*BRANO CITATO*:
+---+

La pratica di Emma Talbot parte dal disegno, dalla pittura e dall’installazione per favorire l’esplorazione di un panorama interiore che, correlandosi al pensiero e alle storie individuali, è in grado di tessere un legame stretto con gli ambiti più disparati della narrazione e dell’affettività.
Emma Talbot. Visions | Mucciaccia Project – Installazion – Courtesy Mucciaccia Gallery Project
Emma Talbot, Arcadia, 2024, acquerello su carta Khadi, 33.5 x 43 cm Courtesy Mucciaccia Gallery Project

Visions è il titolo della prima mostra di Emma Talbot (1969, Stourbridge, Regno Unito) in una galleria privata italiana. Mucciaccia Gallery Project, in via Laurina a Roma, ospita 10 dipinti su seta e 14 disegni dell’artista britannica che da qualche anno ha scelto di vivere in Italia, a Reggio Emilia. 
Nel suo testo curatoriale, significativamente intitolato “Mito, significato e una visione femminista di possibilità”, Wells Frey-Smith, curatrice del Barbican Centre, scrive: «In questi dieci nuovi dipinti su seta esposti nella mostra Visions, l’incertezza viene resa visivamente. La tipica figura senza volto di Talbot volteggia, fluttua e precipita in mezzo a terreni tempestosi e infiniti. L’opera di Talbot è piena di suggestioni di potere, ma non raffigura mai la violenza atroce e la distruzione che pervadono la vita contemporanea. Tuttavia, l’incertezza abbonda. Infatti, l’artista è ripetutamente circondata – di immagine in immagine, di seta in seta – da spirali vorticose simili a piccole tempeste che la fanno roteare. Per quanto belle possano essere, le spirali sono dei minacciosi vortici di caos, delle tempeste esterne che rappresentano tutto ciò che è destabilizzante per la nostra esistenza».
La pratica di Talbot parte dal disegno, dalla pittura e dall’installazione per favorire l’esplorazione di un panorama interiore che, correlandosi al pensiero e alle storie individuali, è in grado di tessere un legame stretto con gli ambiti più disparati della narrazione e dell’affettività. Nel fare ciò, l’artista rintraccia i suoi referenti all’interno di un contesto che afferisce alla mitologia e alle storie femminili integrando una narrazione che si lega, a uno sguardo più attento, con le dinamiche di pensiero relative alle questioni contemporanee dominanti. Incorporando testi scritti da lei stessa o citazioni da altre fonti, Talbot investiga un universo personalissimo, reso accessibile da una pittura e da un disegno che sembrano proiettare chi guarda al di là di una soglia. Vortici, visioni, cadute sono gli elementi generatori di una composizione che diventa piano magnetico, in grado di attirare e incorporare lo sguardo. Investigando il privato come elemento politico, di genere, sociale, Talbot crea un’intersecazione di piani percettivi secondo cui la natura, la tecnologia e il linguaggio diventano un tutt’uno con l’immagine, le forme, i colori.

+---+

*ELENCO DEI COMPITI*:
- a) Indica se le seguenti affermazioni concordano con il brano sulla mostra di Emma Talbot, rispondendo sì o no e citando alla lettera le parole decisive: (i) la mostra Visions presenta 10 dipinti su seta e 14 disegni; (ii) secondo la curatrice, l'opera di Talbot raffigura la violenza atroce della vita contemporanea; (iii) Visions è la seconda mostra di Talbot in una galleria privata italiana.
- b) Riprendi il brano sulla pratica di Emma Talbot e prosegui il testo dopo la sua ultima frase.

+---+

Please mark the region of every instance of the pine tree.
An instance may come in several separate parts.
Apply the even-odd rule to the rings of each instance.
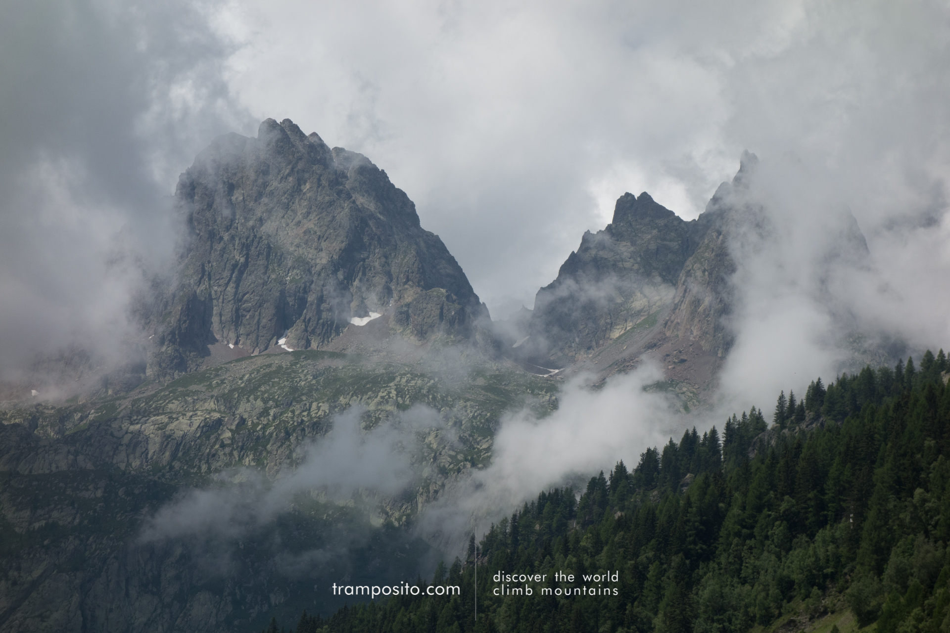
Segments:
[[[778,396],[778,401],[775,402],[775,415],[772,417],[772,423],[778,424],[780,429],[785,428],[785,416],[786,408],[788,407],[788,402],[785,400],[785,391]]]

+---+

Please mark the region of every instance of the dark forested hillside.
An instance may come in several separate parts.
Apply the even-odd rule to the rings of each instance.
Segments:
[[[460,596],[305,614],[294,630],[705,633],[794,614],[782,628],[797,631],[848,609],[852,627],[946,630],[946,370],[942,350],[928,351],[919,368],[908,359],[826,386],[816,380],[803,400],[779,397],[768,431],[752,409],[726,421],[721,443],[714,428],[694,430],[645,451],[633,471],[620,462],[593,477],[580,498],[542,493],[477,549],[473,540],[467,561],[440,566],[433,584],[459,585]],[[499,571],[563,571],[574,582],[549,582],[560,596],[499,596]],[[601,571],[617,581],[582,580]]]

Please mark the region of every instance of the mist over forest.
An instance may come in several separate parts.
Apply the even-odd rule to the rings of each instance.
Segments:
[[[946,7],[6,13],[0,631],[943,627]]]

+---+

*LE RISPOSTE*:
- a)
(i) Sì: «ospita 10 dipinti su seta e 14 disegni».
(ii) No: «ma non raffigura mai la violenza atroce e la distruzione che pervadono la vita contemporanea».
(iii) No: «Visions è il titolo della prima mostra di Emma Talbot (1969, Stourbridge, Regno Unito) in una galleria privata italiana».

- b)
Con il progetto vincitore del Max Mara Prize for Women in Art, Talbot ha messo in discussione concetti profondamente radicati come quelli di autorità, governance e rappresentazioni femminili, a partire da uno stimolo e da un punto di vista personali, sondati per vagliare le potenzialità di un’apertura sul piano collettivo e universale. In quella circostanza, l’artista aveva impiegato come starting point Le dodici fatiche di Ercole (1905) di Gustav Klimt, opera che ritrae, con un’espressione di presunta vergogna, una donna anziana nuda in piedi. L’artista si è così proposta di infondere nella figura della donna anziana un senso di libero arbitrio, presentandola mentre supera una serie di sfide simili alle fatiche di Ercole. Attraverso queste prove moderne, Talbot intende conferire alla donna la capacità di riformare la società contemporanea, contrastando le visioni negative prevalenti sull’invecchiamento.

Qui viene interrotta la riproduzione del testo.